Direction
Here are some records; return them all exactly.

Coordinate annotation records

--------

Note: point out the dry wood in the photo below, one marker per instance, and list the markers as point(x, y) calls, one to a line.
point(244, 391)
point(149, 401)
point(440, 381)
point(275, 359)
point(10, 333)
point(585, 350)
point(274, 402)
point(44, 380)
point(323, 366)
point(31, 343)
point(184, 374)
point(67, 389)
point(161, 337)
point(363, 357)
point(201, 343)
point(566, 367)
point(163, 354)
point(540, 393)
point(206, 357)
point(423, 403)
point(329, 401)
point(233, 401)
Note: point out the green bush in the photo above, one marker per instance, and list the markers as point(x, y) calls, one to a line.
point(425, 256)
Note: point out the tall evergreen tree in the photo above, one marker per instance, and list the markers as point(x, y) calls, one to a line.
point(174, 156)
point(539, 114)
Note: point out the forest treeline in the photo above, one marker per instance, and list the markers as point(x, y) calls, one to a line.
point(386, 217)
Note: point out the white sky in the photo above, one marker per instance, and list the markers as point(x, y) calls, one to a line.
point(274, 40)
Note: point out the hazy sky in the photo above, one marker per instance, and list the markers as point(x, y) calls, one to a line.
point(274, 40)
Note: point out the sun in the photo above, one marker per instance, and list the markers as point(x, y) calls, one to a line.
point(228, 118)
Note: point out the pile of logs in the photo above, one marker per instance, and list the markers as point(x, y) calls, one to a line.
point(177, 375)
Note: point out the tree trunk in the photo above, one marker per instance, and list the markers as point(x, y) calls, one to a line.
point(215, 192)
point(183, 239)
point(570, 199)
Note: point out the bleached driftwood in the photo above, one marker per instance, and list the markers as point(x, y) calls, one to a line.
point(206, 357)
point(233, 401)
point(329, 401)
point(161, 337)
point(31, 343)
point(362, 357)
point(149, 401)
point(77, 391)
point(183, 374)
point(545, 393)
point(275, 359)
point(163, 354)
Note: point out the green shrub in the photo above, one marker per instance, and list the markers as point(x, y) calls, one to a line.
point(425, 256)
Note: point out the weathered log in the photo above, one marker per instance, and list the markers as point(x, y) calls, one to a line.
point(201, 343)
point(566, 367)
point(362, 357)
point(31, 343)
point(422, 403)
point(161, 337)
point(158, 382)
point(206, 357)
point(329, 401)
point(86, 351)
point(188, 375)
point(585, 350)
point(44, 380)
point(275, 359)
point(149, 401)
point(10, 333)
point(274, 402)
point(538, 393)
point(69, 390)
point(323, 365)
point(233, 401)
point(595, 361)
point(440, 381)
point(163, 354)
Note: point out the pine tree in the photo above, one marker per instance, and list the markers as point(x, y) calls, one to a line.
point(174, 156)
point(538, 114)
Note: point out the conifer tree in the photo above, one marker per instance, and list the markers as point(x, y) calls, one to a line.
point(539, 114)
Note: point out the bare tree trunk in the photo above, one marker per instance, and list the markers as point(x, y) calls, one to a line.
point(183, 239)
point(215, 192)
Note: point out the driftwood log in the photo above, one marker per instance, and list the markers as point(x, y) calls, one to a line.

--------

Final result
Note: point out the dry wood in the photo below, one marker per instance, and list the markers as point(x, y) calls, one to a line.
point(244, 391)
point(149, 401)
point(440, 381)
point(275, 359)
point(10, 333)
point(585, 350)
point(274, 402)
point(44, 380)
point(323, 366)
point(31, 343)
point(184, 374)
point(67, 389)
point(161, 337)
point(363, 357)
point(201, 343)
point(566, 367)
point(163, 354)
point(540, 393)
point(206, 357)
point(423, 403)
point(329, 401)
point(233, 401)
Note: point out the green bush in the photo above, one marker per instance, and list the markers as point(x, y) calls, one to a line.
point(425, 256)
Note: point out the tall evergreen tree in the photo above, one marker per instance, and list the markers as point(x, y) calls, one to a line.
point(174, 156)
point(539, 114)
Note: point out the forest treeline in the photo above, one marker per instance, and list the markers as point(x, y) calls, one to a line.
point(386, 217)
Note: point out the white sky in the photo above, one marker per instance, and list the markers as point(x, y) calls, one to a line.
point(274, 40)
Note: point out the hazy sky in the photo above, one marker per instance, and list the markers as point(x, y) calls, one to a line.
point(274, 40)
Note: point out the sun in the photo above, one marker per instance, and list the markers as point(x, y) calls, one to a line.
point(228, 118)
Note: point out the pile of logs in the photo above, one marker per instance, and list the markers as point(x, y) calls, one to a line.
point(177, 375)
Note: point out the tree trunk in the photo above, one marker per instance, and list the markers as point(x, y) calls, one to a line.
point(215, 192)
point(183, 239)
point(570, 199)
Note: point out the bleached driftwood in the photo above, one marker per instance, and list the markers as point(x, y) calls, one to a line.
point(206, 357)
point(233, 401)
point(329, 401)
point(161, 337)
point(31, 343)
point(362, 357)
point(149, 401)
point(77, 391)
point(183, 374)
point(545, 393)
point(275, 359)
point(163, 354)
Note: point out the green shrub in the photo above, one marker per instance, and list the markers as point(x, y) calls, one to a line.
point(425, 256)
Note: point out the weathered log in the photo above, one marker per instance, and list the markers as point(x, y) calls, one to a line.
point(201, 343)
point(566, 367)
point(362, 357)
point(31, 343)
point(422, 403)
point(161, 337)
point(158, 382)
point(206, 357)
point(329, 401)
point(86, 351)
point(188, 375)
point(585, 350)
point(44, 380)
point(275, 359)
point(149, 401)
point(10, 333)
point(274, 402)
point(538, 393)
point(69, 390)
point(323, 365)
point(233, 401)
point(595, 361)
point(440, 381)
point(163, 354)
Note: point out the pine tree in the photo above, one marker per instance, and list the markers as point(x, y) calls, one to a line.
point(174, 156)
point(538, 114)
Note: point out the conifer tree in the photo above, one marker per instance, and list the markers as point(x, y) calls, one to a line.
point(539, 114)
Note: point out the bare tree trunk in the photo above, one marker per instance, and list the markers as point(x, y) calls, one to a line.
point(183, 239)
point(215, 192)
Note: point out the driftwood log in the photo above, one marker per instance, and list the markers as point(x, y) calls, one to a line.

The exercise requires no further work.